**DATA SECTION:**
= = = = = = =

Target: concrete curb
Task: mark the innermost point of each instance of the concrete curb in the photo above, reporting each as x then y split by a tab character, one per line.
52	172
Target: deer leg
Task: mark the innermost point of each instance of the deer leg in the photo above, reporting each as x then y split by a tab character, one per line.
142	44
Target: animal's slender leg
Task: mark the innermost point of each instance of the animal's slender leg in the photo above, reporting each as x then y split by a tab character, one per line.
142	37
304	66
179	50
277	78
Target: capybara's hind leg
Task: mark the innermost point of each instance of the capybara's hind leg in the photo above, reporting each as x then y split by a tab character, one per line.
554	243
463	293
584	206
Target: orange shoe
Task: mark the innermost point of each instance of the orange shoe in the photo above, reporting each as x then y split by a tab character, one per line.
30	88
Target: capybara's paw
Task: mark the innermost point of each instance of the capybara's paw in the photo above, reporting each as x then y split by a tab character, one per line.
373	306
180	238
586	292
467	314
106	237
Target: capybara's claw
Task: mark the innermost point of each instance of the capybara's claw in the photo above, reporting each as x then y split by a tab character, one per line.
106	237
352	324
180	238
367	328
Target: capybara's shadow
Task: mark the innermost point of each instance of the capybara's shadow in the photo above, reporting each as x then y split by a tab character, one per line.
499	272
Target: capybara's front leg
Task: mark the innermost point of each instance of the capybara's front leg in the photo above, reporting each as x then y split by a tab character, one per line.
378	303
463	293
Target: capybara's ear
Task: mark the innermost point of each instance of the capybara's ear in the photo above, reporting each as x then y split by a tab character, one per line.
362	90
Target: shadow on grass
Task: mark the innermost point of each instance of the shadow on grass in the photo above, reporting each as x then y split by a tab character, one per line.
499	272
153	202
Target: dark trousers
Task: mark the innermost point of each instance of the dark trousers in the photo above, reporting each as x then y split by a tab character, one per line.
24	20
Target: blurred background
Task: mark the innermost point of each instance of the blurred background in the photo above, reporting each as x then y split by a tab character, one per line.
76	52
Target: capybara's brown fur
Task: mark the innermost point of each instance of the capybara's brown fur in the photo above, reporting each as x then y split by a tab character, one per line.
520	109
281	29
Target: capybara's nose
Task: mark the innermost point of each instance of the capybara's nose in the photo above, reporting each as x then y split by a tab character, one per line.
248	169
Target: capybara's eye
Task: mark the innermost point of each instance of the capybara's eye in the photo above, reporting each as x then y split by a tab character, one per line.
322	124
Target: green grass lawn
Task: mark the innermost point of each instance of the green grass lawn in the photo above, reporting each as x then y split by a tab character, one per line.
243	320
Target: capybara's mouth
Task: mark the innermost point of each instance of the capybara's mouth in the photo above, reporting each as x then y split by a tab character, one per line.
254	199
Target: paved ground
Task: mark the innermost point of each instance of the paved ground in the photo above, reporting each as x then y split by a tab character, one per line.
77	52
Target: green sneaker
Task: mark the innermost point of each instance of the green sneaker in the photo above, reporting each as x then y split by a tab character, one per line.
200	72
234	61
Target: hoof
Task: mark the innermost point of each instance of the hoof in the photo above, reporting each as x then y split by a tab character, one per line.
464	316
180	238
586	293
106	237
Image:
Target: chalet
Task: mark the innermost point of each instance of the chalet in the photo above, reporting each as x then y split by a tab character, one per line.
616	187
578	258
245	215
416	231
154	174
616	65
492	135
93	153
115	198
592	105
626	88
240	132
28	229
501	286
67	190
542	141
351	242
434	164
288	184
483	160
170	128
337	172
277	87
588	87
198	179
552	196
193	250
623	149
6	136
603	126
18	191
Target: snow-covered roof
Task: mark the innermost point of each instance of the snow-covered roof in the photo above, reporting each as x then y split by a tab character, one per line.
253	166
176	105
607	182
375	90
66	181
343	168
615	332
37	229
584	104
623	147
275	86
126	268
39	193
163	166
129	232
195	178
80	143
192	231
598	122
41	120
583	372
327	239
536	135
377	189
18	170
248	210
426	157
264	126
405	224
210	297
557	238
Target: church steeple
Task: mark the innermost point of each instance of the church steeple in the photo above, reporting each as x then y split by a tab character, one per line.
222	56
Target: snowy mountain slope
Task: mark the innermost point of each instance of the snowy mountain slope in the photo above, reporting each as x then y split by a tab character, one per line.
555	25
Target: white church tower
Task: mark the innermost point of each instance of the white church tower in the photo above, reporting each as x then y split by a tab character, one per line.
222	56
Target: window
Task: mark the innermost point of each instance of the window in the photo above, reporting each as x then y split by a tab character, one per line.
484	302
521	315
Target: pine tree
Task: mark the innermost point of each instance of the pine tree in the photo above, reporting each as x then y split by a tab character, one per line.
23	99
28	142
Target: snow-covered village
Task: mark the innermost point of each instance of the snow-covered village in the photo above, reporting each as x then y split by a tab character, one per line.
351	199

= = = = = = =

Render the lines of the records, starting with the line that contains "Target: snow-covered village" and going on through the end of the records, as a Markdown table with the columns No. and Text. Number each row and leave out any blank lines.

| No. | Text |
|---|---|
| 1 | Target: snow-covered village |
| 2 | Task: mark the innermost point of each instance of the snow-covered village in the photo above, reporting each as x then y split by a tab character, one per line. |
| 3 | 351	199 |